* BEGIN Data for the task *

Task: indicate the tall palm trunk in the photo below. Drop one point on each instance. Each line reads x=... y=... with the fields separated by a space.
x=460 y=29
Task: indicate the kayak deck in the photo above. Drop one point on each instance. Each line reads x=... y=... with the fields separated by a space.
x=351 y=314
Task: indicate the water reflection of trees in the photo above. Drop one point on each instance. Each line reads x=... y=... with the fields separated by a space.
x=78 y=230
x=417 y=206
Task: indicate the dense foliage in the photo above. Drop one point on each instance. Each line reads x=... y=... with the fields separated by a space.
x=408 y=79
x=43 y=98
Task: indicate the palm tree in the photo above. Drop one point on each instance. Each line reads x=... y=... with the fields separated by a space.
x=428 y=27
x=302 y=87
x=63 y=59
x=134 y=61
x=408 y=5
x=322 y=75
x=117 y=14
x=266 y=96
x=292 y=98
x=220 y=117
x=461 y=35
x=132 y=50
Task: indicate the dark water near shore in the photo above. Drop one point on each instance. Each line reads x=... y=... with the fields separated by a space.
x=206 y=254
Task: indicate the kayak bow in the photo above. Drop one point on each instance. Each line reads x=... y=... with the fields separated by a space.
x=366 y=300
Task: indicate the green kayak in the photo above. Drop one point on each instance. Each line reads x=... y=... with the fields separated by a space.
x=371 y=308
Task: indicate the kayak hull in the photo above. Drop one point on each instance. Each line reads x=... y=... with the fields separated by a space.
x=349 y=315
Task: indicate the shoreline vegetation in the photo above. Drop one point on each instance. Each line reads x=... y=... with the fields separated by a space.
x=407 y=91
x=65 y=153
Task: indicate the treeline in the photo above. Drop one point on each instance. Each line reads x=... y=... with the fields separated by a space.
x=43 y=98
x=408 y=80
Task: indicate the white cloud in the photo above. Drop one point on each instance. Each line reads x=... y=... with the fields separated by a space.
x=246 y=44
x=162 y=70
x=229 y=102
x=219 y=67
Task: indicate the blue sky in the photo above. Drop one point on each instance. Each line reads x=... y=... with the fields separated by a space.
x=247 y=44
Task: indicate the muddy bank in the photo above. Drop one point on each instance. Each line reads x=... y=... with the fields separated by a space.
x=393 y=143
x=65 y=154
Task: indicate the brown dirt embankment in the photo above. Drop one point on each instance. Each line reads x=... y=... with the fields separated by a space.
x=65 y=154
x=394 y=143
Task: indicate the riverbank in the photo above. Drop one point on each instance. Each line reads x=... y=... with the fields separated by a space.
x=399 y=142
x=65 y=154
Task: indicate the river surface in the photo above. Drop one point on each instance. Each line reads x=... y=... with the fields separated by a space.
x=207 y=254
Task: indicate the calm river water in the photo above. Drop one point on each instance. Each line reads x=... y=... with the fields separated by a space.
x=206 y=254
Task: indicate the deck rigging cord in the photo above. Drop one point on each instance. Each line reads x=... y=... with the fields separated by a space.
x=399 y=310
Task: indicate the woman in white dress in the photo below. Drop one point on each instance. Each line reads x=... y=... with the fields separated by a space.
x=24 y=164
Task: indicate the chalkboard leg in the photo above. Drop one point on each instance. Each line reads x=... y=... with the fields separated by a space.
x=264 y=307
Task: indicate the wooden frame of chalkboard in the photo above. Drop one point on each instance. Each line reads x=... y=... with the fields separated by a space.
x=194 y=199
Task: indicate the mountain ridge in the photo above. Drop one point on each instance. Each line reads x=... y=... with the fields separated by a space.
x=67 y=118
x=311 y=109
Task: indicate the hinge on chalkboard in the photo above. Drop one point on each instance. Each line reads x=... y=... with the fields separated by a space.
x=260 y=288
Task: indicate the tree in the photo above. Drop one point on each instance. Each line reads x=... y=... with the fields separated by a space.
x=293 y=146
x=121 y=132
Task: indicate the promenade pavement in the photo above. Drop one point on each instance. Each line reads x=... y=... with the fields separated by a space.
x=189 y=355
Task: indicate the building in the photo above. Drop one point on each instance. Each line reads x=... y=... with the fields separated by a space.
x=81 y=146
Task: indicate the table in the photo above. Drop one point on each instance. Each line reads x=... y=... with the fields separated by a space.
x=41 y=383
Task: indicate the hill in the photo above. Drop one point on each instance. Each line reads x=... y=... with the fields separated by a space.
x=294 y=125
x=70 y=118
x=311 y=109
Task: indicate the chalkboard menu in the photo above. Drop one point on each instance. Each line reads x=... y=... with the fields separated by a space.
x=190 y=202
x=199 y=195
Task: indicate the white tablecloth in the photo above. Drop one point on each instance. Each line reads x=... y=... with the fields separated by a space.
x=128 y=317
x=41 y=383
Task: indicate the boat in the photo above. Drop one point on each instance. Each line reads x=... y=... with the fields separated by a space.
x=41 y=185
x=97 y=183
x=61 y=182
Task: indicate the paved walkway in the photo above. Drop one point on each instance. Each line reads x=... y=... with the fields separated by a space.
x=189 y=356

* END Data for the task *

What is being asked: Convert the records above into a two-column CSV with the header row request,points and one row for every request in them. Put each request's text under request and its answer under points, with every field in double quotes and line breaks replaced by spaces.

Solution to the exercise:
request,points
"Task: indicate the tall palm trunk in the photo below. Drop one point on each instance. Each line reads x=... y=... with the fields separated by a space.","x=460 y=29"
"Task: indicate the kayak deck in the photo above. Drop one point on each instance. Each line reads x=... y=... with the fields separated by a space.","x=351 y=314"
"Task: indicate the water reflection of trees in the photo above. Drop one point on each instance. Each line reads x=... y=... with the fields separated by a space.","x=78 y=230 x=417 y=206"
"Task: indicate the dense foliage in the photo above. Drop one point on each instance. Each line reads x=... y=... with the fields separated by a space.","x=408 y=79 x=43 y=98"
"Task: indicate the palm tree in the photo above. Drop one point on each instance. Each line reads x=... y=... with the fields separated by a space.","x=428 y=27 x=302 y=87 x=63 y=59 x=134 y=61 x=408 y=5 x=322 y=75 x=117 y=14 x=266 y=96 x=292 y=98 x=220 y=117 x=461 y=35 x=132 y=50"
"Task: indicate the dark water near shore in the photo above. Drop one point on each instance. Each line reads x=... y=... with the fields separated by a space.","x=206 y=254"
"Task: indicate the kayak bow in the photo above. Drop one point on each instance. Each line reads x=... y=... with the fields separated by a space.","x=366 y=300"
"Task: indicate the green kayak in the photo above. Drop one point on each instance. Each line reads x=... y=... with the fields separated by a space.","x=371 y=308"
"Task: indicate the kayak hull in the photo above. Drop one point on each instance. Each line reads x=... y=... with the fields separated by a space.","x=349 y=315"
"Task: indicate the shoreline vegetation in the photo above. Drop one point on each instance. Each line reads x=... y=... with the fields separated by a space.","x=407 y=91 x=65 y=153"
"Task: indicate the treeline in the photo above. Drop one point on each instance. Each line reads x=... y=... with the fields separated by a space.","x=43 y=98 x=408 y=80"
"Task: indicate the white cloud in the photo above. Drop one point on each instance. Each line reads x=... y=... with the fields separated by a space.","x=246 y=44 x=162 y=70 x=229 y=102 x=219 y=67"
"Task: indicate the blue sky in the photo above. Drop one point on each instance. Each line reads x=... y=... with the fields separated by a space.","x=247 y=44"
"Task: indicate the muddy bank in the photo above. Drop one point on each instance. Each line reads x=... y=... with the fields separated by a space.","x=393 y=143 x=65 y=154"
"Task: indicate the brown dirt embankment in the photo above. Drop one point on each instance. Each line reads x=... y=... with the fields separated by a space.","x=65 y=154 x=394 y=143"
"Task: indicate the riverbank in the photo above. Drop one point on each instance. Each line reads x=... y=... with the fields separated by a space.","x=399 y=142 x=65 y=154"
"Task: indicate the river surface in the photo above. Drop one point on each instance. Each line reads x=... y=... with the fields separated by a space.","x=207 y=254"
"Task: indicate the calm river water in the photo above. Drop one point on each instance. Each line reads x=... y=... with the fields separated by a space.","x=206 y=254"
"Task: indicate the deck rigging cord in the photo above. Drop one point on each instance. Each line reads x=... y=... with the fields separated by a space.","x=399 y=310"
"Task: indicate the woman in white dress in the photo below. Drop one point on each instance. Each line reads x=... y=... with the fields separated by a space.","x=24 y=164"
"Task: indicate the chalkboard leg in the photo above. Drop one point on each instance. Each line reads x=... y=... with the fields separated by a space.","x=264 y=307"
"Task: indicate the wooden frame of chalkboard in the photo above. Drop one point on each instance. Each line reads x=... y=... with the fields separated by a space.","x=194 y=199"
"Task: indicate the mountain ridge in the photo above. Drop one point on each instance. Each line reads x=... y=... with the fields separated by a space.","x=67 y=118 x=311 y=109"
"Task: indicate the hinge on chalkboard in the photo above. Drop one point on each instance. Each line reads x=... y=... with the fields separated by a space.","x=260 y=288"
"Task: indicate the tree in the photo above. Drop one point on each instance. Each line reads x=... y=... with the fields separated by a space.","x=293 y=146 x=121 y=132"
"Task: indicate the promenade pavement in the photo above. Drop one point on each instance. Each line reads x=... y=... with the fields separated by a space.","x=189 y=355"
"Task: indicate the building in the photo above. Drop one point on each instance. Each line reads x=... y=... with the fields separated by a space.","x=81 y=146"
"Task: indicate the table in the photo above. Drop one point on each instance. Each line reads x=... y=... with the fields separated by a space.","x=41 y=383"
"Task: indicate the hill in the photo above. Drop one point on each instance. Each line reads x=... y=... with the fields separated by a space.","x=294 y=125 x=70 y=118 x=311 y=109"
"Task: indicate the chalkboard menu in the photo above. Drop one point on each instance. Each line reads x=... y=... with the fields separated by a space.","x=190 y=202 x=199 y=195"
"Task: indicate the white tablecloth in the photo above. Drop one point on each instance. Each line reads x=... y=... with the fields separated by a space.","x=128 y=317 x=41 y=383"
"Task: indicate the boat in the photo above. Drop one point on each instance. Each line reads x=... y=... with the fields separated by a space.","x=41 y=185 x=97 y=183 x=61 y=182"
"Task: indicate the paved walkway in the photo above. Drop one point on each instance. Each line reads x=... y=... with the fields separated by a space.","x=189 y=356"